Problem details |
Give the number of lines in the following entries that contain the word "flower", with nothing added.

★ ★ ★ ★ ★ ★ ★

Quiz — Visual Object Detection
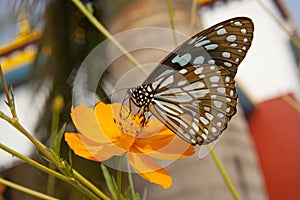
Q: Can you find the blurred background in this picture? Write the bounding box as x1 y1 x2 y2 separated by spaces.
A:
0 0 300 199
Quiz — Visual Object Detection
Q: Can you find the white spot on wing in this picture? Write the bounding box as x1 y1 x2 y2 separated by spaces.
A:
153 100 182 116
195 39 211 47
204 106 210 112
217 122 222 127
183 81 205 91
205 112 214 120
217 87 226 94
193 56 205 65
226 35 237 42
171 53 192 67
224 62 232 67
192 122 199 132
241 28 247 34
194 67 204 74
159 75 174 88
214 101 223 108
212 127 217 133
216 28 227 35
188 37 198 44
234 21 243 26
178 80 187 86
205 44 219 51
200 117 209 125
222 52 231 58
179 69 188 74
152 77 163 89
208 60 215 64
217 113 225 118
210 76 220 83
201 134 207 139
190 89 210 98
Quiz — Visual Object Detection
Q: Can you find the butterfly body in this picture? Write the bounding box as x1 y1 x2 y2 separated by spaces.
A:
128 17 254 145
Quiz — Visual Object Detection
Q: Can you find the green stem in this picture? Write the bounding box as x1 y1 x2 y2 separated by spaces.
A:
70 0 147 75
189 0 197 34
166 0 178 47
47 96 63 196
207 144 240 200
0 70 109 199
117 156 124 200
0 177 59 200
0 143 69 183
0 143 101 200
127 162 136 199
72 170 111 200
0 114 109 199
0 65 16 119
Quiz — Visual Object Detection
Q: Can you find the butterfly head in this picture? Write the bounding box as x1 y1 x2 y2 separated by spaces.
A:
128 84 154 109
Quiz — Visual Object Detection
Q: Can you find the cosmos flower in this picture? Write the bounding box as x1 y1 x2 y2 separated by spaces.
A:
65 102 194 188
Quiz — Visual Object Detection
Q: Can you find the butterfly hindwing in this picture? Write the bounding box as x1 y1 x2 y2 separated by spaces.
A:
149 64 237 145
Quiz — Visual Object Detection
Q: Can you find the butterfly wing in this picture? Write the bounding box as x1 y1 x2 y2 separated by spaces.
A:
142 17 253 145
149 64 237 145
143 17 253 85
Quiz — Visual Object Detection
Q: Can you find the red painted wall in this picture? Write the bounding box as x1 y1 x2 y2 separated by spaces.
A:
248 94 300 200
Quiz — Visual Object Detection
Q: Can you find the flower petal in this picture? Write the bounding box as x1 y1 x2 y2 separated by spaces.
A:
71 105 120 143
138 118 169 138
128 148 172 189
135 129 195 160
94 102 123 141
65 133 126 161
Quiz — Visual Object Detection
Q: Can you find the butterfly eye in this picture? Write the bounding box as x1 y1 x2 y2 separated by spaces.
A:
128 17 254 145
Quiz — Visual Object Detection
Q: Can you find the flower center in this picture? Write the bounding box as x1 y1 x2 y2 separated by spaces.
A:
113 114 149 137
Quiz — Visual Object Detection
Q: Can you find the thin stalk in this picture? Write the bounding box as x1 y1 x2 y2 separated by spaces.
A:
127 162 136 199
117 156 124 200
70 0 147 75
0 65 16 118
0 66 10 105
0 177 59 200
47 96 64 196
72 170 111 200
0 143 70 183
166 0 178 47
207 144 240 200
0 143 101 200
256 0 300 49
281 94 300 112
0 118 109 199
189 0 197 34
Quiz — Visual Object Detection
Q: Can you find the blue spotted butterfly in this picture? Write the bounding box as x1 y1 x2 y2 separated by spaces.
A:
128 17 254 145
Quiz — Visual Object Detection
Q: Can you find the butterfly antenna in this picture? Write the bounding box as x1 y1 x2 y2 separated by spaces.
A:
120 92 131 120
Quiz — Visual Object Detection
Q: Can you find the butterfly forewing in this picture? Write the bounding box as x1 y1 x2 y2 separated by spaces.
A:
128 17 253 145
144 17 253 84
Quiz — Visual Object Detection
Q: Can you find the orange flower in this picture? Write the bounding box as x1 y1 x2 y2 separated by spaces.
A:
65 102 194 189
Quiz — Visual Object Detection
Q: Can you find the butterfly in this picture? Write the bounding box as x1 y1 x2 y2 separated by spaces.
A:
127 17 254 145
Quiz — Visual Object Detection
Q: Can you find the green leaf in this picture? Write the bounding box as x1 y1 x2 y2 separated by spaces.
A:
141 188 147 200
101 164 117 200
53 123 66 156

★ ★ ★ ★ ★ ★ ★

Written response |
4